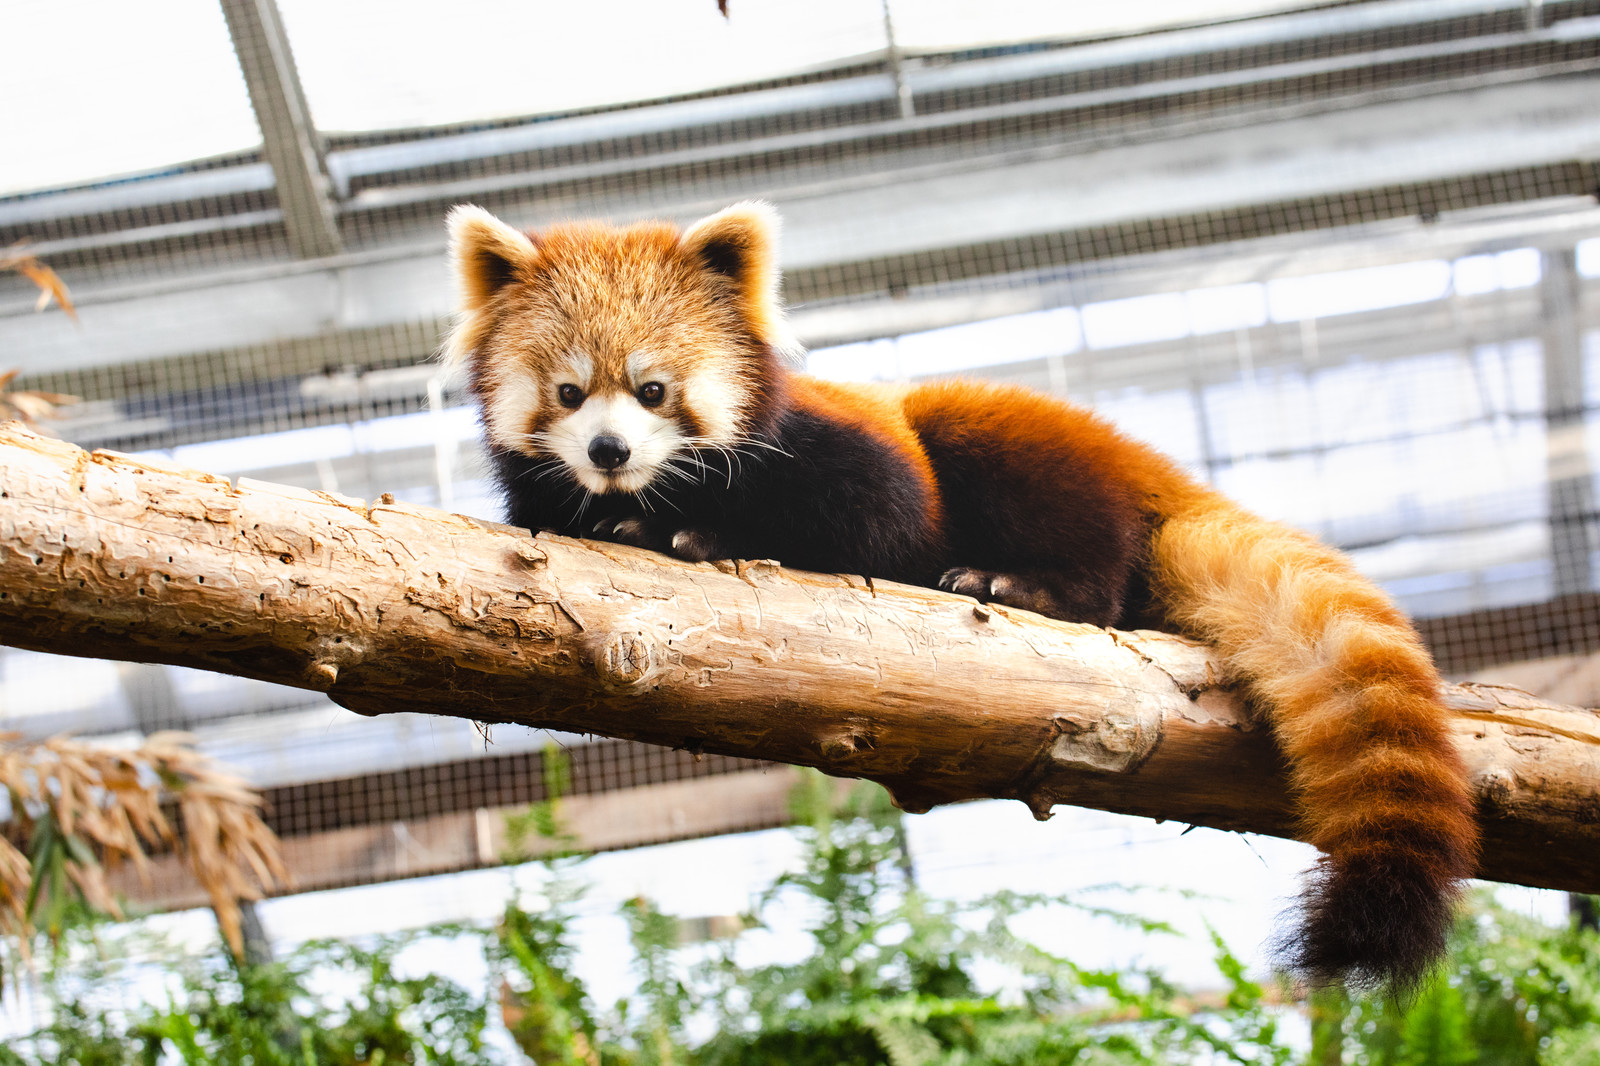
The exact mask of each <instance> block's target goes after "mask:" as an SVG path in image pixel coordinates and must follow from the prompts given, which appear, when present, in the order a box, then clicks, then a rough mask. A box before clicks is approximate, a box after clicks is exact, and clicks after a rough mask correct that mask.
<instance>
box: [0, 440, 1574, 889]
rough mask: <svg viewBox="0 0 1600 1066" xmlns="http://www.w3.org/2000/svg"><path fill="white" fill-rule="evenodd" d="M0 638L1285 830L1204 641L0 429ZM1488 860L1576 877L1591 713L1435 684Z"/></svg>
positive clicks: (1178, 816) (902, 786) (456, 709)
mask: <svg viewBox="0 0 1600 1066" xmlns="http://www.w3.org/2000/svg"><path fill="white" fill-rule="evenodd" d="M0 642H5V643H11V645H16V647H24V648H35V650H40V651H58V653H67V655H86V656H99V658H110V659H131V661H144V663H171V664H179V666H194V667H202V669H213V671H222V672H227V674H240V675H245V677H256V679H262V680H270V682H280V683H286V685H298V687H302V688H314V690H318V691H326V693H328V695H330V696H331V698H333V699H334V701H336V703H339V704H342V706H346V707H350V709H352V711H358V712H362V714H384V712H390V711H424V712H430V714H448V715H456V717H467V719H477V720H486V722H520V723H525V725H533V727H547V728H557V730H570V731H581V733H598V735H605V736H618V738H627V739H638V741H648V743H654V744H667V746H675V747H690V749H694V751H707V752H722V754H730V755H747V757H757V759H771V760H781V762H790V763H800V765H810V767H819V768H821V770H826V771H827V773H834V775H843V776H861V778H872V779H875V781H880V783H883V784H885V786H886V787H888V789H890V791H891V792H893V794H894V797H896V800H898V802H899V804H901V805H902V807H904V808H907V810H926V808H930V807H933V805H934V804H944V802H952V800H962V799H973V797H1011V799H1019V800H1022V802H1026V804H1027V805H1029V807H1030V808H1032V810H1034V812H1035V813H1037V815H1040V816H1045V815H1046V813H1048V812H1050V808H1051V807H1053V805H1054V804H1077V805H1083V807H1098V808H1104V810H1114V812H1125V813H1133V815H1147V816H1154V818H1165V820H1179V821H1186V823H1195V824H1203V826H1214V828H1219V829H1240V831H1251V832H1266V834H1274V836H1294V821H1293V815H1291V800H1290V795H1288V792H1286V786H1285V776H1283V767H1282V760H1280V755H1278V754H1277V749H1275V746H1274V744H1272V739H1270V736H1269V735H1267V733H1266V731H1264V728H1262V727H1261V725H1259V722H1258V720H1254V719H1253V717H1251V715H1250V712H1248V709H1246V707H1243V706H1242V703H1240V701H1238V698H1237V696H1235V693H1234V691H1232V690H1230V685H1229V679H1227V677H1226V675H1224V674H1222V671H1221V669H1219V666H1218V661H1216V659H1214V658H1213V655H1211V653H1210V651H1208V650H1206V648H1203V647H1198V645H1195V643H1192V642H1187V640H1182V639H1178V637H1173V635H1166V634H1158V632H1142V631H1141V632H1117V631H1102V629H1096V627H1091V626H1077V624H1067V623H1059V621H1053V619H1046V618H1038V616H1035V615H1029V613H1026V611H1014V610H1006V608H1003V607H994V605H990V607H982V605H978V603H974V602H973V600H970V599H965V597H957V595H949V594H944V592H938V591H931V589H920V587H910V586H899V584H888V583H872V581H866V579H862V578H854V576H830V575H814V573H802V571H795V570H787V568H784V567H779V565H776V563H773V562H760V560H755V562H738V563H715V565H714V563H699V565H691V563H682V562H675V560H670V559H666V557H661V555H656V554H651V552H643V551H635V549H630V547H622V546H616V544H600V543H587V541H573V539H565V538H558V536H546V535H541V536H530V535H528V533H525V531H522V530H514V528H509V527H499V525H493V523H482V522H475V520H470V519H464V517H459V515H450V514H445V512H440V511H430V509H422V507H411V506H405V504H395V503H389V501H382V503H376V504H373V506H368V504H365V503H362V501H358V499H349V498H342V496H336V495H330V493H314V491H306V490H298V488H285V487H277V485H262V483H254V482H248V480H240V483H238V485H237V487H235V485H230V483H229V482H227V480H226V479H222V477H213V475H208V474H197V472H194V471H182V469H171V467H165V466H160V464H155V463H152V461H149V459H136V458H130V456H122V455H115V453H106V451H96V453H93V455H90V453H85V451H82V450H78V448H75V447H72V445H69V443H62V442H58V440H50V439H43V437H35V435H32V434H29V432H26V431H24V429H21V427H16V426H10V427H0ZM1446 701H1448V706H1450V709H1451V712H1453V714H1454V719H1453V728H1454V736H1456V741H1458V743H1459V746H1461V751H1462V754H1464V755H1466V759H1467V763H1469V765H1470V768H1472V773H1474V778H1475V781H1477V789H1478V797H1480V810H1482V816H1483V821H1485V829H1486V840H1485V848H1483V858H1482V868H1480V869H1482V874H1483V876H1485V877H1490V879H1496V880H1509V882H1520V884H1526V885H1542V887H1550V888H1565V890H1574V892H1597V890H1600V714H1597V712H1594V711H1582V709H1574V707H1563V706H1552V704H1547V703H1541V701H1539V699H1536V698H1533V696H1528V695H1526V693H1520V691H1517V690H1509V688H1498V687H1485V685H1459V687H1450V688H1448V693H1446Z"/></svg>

--

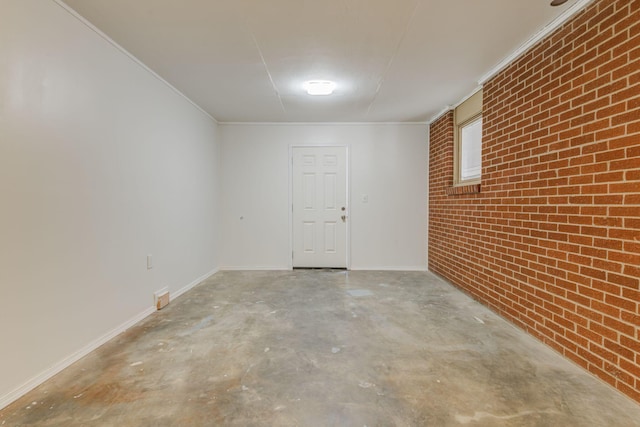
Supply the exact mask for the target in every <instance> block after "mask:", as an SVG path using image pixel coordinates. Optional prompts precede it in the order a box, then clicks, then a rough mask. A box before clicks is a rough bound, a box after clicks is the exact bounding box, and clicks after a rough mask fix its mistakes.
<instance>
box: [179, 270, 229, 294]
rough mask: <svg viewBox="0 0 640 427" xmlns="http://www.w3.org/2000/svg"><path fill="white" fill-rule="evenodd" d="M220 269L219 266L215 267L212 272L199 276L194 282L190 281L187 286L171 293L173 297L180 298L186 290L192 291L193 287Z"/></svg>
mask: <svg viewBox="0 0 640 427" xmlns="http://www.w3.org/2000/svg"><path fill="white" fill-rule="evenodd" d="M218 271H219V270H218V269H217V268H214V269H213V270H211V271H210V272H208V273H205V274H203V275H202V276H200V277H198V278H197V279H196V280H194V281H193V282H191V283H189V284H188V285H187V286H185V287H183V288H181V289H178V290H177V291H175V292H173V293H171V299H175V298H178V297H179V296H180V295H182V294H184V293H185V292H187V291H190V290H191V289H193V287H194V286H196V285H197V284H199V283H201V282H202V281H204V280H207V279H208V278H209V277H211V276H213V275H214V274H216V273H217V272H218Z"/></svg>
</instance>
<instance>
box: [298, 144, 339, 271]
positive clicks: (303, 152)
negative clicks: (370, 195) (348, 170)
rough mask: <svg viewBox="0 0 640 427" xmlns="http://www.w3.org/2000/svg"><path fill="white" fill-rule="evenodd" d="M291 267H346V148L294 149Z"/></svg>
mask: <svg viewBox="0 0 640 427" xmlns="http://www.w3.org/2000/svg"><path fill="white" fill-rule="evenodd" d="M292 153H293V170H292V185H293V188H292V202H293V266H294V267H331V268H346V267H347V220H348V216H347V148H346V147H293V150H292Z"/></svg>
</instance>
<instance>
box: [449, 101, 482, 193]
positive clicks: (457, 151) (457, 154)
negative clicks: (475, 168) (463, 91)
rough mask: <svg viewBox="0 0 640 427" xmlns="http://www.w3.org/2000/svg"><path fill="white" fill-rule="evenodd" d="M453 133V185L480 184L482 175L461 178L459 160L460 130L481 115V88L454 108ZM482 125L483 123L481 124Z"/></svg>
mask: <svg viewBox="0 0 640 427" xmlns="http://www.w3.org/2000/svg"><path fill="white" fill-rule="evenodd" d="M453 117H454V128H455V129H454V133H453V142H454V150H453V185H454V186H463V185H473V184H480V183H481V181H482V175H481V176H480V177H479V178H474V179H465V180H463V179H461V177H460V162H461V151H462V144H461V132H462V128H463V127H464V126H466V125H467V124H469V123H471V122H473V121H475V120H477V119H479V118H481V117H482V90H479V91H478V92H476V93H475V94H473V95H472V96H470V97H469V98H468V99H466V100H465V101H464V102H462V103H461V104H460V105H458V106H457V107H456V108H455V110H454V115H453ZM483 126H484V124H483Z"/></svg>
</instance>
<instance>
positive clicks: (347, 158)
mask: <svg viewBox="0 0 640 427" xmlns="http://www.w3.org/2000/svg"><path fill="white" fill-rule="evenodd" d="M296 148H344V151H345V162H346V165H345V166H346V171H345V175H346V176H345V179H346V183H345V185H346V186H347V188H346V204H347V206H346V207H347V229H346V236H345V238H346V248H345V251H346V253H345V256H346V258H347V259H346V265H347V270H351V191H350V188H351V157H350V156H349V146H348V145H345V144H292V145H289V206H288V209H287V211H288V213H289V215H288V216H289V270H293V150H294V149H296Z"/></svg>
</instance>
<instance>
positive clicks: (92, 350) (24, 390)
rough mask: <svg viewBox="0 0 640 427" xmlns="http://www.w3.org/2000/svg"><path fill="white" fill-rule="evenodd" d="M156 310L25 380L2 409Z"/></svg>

[Work order]
Retype the listing from the line with "The exact mask of" up to and including the line with "positive clicks: (1178, 816)".

[Final answer]
The exact mask of each <instance> block's target goes after "mask:" as an SVG path in image pixel coordinates and must follow from the prompts given, which appear, when present, in the order a box, then clicks, then a rough mask. A box before clicks is approximate, a box after clicks is exact, and clicks after a rough mask correct that mask.
<instance>
box: [0, 440, 1574, 889]
rough mask: <svg viewBox="0 0 1600 1066" xmlns="http://www.w3.org/2000/svg"><path fill="white" fill-rule="evenodd" d="M0 638L1285 830L1204 641L0 429ZM1488 860L1576 877L1591 713L1435 684Z"/></svg>
positive clicks: (1178, 816) (902, 786) (456, 709)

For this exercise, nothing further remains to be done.